REQUIREMENTS: Return every line of the material below that contains the string "photo". Case counts.

DATASET ROWS:
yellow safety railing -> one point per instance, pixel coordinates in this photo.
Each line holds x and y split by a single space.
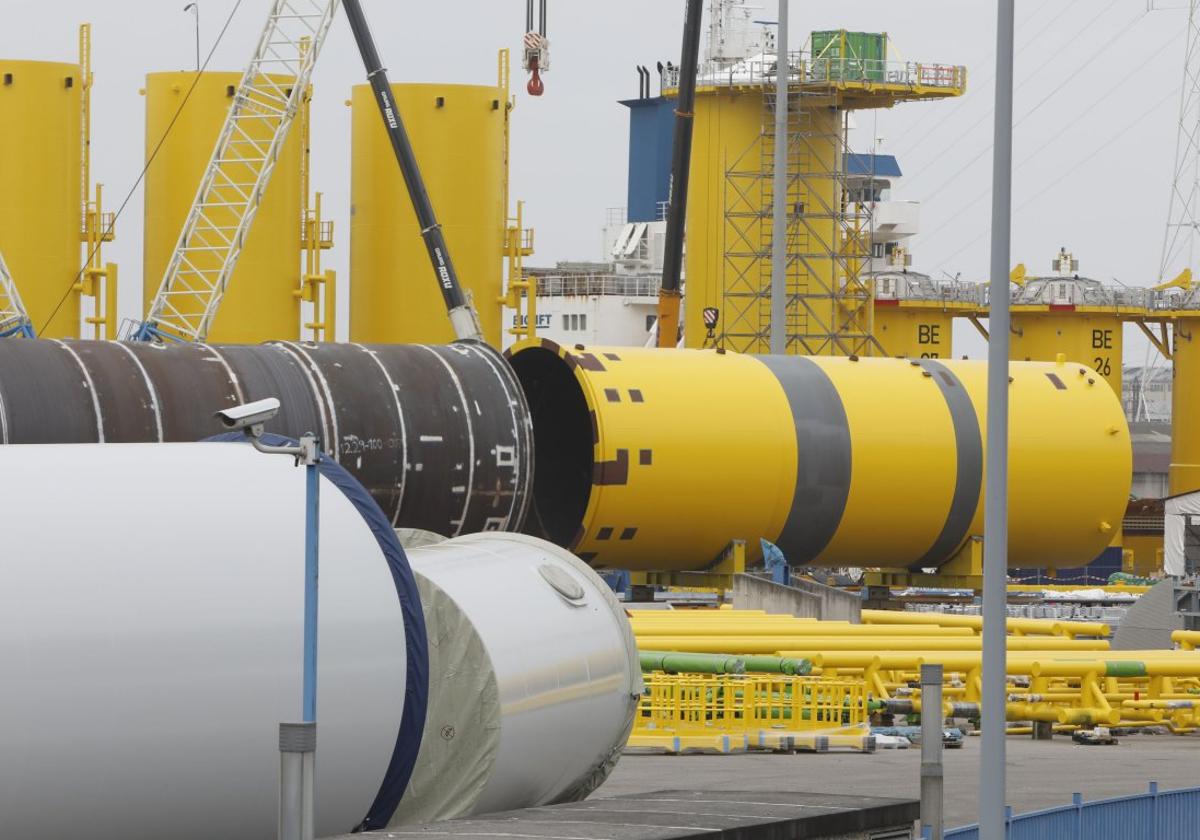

...

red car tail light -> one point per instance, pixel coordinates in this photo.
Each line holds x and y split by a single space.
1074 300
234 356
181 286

EXERCISE RESPONSE:
yellow safety railing -> one point per instance, pixel coordinates in this photo.
red car tail light -> one point per instance, pixel coordinates in this photo.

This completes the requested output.